* HOW TO COMPLETE THIS TASK: Your answer should repeat every line of the records below in which the word "flooring" appears.

* DATASET CONTENT:
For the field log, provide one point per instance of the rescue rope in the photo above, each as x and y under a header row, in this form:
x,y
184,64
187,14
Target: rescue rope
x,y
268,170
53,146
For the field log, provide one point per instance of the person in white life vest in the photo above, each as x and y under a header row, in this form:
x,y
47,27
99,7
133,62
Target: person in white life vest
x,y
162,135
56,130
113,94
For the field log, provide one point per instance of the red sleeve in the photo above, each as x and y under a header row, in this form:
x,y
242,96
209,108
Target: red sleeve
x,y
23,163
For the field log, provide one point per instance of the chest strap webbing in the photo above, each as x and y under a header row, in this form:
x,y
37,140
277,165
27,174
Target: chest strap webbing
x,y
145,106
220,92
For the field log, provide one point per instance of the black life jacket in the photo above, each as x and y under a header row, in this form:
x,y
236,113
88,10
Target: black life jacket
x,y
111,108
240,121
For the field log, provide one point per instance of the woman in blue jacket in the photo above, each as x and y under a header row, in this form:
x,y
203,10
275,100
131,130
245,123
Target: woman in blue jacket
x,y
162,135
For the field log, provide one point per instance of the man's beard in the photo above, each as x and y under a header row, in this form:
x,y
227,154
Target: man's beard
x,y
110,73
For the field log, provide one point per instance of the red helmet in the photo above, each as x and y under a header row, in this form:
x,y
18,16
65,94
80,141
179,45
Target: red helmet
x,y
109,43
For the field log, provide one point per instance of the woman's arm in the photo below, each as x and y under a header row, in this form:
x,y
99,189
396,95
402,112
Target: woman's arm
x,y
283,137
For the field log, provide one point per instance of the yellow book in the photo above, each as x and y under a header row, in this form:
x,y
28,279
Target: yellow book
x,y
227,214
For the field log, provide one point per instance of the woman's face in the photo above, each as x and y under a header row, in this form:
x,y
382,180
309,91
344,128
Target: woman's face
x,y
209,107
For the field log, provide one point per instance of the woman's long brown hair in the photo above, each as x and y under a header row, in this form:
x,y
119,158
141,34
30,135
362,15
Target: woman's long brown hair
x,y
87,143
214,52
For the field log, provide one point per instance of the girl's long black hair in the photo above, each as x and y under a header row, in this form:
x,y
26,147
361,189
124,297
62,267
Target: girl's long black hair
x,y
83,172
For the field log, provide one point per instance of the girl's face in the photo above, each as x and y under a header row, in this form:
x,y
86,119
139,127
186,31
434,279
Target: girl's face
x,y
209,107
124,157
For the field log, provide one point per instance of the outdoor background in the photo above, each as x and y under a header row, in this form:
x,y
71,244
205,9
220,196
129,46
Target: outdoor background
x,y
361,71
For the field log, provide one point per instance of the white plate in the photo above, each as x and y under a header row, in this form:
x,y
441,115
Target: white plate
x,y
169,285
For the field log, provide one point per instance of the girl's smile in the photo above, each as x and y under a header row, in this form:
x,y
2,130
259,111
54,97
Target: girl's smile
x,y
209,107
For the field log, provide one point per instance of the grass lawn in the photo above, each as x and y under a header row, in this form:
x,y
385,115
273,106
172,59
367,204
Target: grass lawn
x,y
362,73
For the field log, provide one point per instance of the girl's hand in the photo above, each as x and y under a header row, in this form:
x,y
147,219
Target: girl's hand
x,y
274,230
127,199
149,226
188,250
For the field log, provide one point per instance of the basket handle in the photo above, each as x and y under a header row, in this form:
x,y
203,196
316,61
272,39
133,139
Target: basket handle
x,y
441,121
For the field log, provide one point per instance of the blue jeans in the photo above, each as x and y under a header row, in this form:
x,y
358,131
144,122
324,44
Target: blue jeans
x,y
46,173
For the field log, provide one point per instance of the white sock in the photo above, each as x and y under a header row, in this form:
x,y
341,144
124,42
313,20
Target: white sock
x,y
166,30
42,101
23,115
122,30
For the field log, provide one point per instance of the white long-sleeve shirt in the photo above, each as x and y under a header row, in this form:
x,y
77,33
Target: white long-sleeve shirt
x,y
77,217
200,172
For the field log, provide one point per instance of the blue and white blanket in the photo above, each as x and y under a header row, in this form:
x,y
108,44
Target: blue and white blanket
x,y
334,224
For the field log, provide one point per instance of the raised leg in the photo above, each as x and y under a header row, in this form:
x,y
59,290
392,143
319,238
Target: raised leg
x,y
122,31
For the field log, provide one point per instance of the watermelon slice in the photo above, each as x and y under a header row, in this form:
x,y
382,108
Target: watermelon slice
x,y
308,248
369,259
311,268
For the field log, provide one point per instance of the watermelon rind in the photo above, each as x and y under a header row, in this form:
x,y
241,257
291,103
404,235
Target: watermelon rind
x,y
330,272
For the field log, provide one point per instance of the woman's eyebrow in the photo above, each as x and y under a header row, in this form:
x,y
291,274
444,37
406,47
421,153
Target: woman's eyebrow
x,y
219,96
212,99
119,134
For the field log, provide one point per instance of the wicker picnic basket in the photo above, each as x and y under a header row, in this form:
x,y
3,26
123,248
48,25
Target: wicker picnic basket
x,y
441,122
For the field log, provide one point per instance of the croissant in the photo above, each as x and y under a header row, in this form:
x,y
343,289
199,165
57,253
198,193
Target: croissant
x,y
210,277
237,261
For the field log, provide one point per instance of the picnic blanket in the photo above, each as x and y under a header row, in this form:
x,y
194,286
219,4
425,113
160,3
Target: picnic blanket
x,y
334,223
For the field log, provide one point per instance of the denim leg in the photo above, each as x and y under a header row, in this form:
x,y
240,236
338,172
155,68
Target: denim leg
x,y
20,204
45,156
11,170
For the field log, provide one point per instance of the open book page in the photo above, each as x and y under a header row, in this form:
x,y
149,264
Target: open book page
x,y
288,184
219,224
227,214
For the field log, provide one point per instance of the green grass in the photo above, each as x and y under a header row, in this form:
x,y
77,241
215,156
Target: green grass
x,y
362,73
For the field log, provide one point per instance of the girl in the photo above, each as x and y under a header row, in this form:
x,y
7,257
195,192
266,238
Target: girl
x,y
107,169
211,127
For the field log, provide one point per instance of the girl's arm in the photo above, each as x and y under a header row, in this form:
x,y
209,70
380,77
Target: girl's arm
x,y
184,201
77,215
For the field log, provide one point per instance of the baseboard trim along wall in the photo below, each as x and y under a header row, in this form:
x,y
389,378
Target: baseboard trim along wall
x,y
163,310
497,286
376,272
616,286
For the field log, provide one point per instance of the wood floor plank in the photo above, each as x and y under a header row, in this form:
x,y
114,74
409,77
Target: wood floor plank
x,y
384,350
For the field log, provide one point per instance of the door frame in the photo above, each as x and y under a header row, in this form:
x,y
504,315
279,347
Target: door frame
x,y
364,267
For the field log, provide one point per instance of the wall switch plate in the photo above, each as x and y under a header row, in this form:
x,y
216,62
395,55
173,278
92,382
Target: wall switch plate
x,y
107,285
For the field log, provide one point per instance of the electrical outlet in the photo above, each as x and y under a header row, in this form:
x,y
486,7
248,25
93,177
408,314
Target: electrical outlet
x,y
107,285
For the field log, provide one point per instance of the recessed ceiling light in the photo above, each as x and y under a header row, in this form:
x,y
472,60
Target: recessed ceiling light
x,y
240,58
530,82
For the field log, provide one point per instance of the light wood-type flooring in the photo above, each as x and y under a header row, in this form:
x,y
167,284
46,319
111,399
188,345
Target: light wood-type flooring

* EXERCISE ANSWER:
For the field log, provide one point per instance of the light wood-type flooring in the photo above, each as x and y under a header row, in this form:
Target: light wood-type flooring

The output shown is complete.